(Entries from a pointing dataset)
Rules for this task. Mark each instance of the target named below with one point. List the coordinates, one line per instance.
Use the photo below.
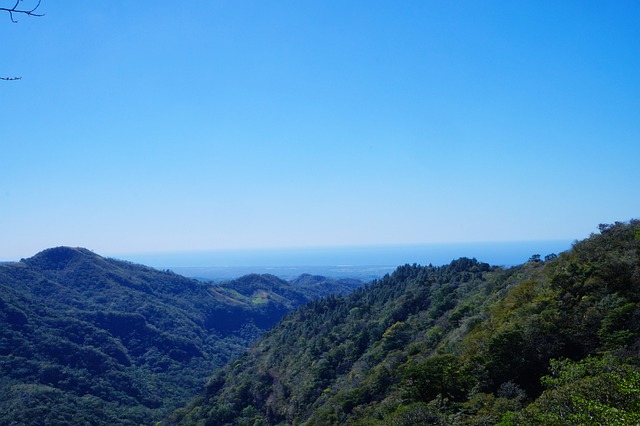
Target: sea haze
(363, 262)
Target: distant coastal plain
(362, 262)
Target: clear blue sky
(165, 125)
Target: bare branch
(15, 10)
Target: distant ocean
(364, 262)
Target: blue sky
(168, 126)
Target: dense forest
(554, 341)
(87, 340)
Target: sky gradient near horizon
(212, 125)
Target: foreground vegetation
(86, 340)
(553, 342)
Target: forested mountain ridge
(551, 342)
(90, 340)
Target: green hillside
(96, 341)
(550, 342)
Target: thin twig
(28, 12)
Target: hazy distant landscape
(320, 213)
(365, 263)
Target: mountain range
(91, 340)
(554, 341)
(88, 340)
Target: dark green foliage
(90, 340)
(462, 344)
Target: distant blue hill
(362, 262)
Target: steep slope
(460, 344)
(90, 340)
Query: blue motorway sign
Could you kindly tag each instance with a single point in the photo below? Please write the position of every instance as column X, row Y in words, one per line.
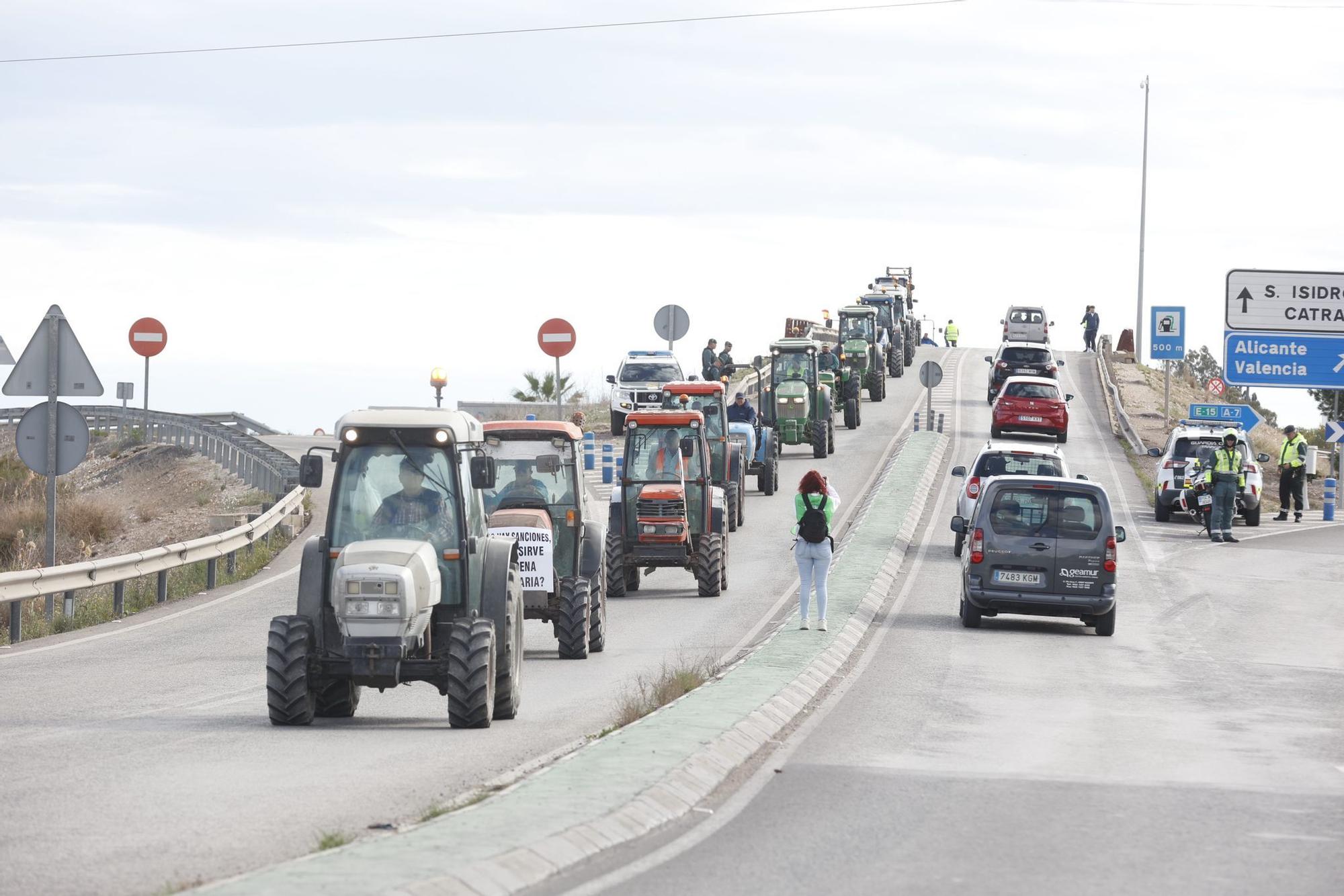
column 1169, row 332
column 1291, row 361
column 1232, row 414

## Goal of the exercise
Restate the data above word for word. Do not include the images.

## Finished task
Rules for this task. Mark each instance of the target named below with one point. List the coordinates, one line per instance.
Use the photo below.
Target: sea haze
(363, 262)
Target: distant coastal plain
(362, 262)
Target: clear blue sky
(165, 125)
Target: bare branch
(15, 10)
Target: distant ocean
(364, 262)
Target: blue sky
(168, 126)
Target: dense forest
(554, 341)
(87, 340)
Target: sky gradient near horizon
(212, 125)
Target: foreground vegetation
(86, 340)
(553, 342)
Target: forested mountain ridge
(551, 342)
(90, 340)
Target: green hillside
(96, 341)
(550, 342)
Target: thin twig
(28, 12)
Target: hazy distant landscape
(320, 213)
(365, 263)
Target: mountain range
(91, 340)
(554, 341)
(88, 340)
Target: dark green foliage
(90, 340)
(462, 344)
Target: distant blue hill
(362, 262)
Target: steep slope
(460, 344)
(90, 340)
Query: blue motorway sign
Could you kindly tag each instance with a single point in the photo below? Please write the position of every instance as column X, row Y in words, one per line.
column 1169, row 332
column 1291, row 361
column 1232, row 414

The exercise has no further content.